● **Given request**
Copy out each row below character for character, changing nothing.
Begin Source material
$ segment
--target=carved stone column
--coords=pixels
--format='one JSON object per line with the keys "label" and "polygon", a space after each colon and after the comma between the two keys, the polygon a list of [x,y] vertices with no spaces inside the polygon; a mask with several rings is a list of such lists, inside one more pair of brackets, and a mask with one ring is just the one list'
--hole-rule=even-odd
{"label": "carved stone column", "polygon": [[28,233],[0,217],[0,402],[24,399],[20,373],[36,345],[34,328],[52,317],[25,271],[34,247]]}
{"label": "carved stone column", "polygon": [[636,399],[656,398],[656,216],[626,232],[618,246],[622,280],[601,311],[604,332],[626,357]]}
End Source material
● **Answer in full**
$ segment
--target=carved stone column
--coords=pixels
--format='one JSON object per line with the keys "label" and "polygon", a space after each colon and after the comma between the two keys, the polygon a list of [x,y] vertices with no spaces inside the polygon; a mask with several rings is a list of such lists, inside one more pair of brackets, and a mask with one ring is just the one list'
--hole-rule=even-odd
{"label": "carved stone column", "polygon": [[28,233],[0,217],[0,402],[24,399],[20,373],[36,345],[34,328],[52,317],[25,271],[34,247]]}
{"label": "carved stone column", "polygon": [[636,399],[656,398],[656,216],[626,232],[618,246],[622,280],[601,311],[604,332],[626,357]]}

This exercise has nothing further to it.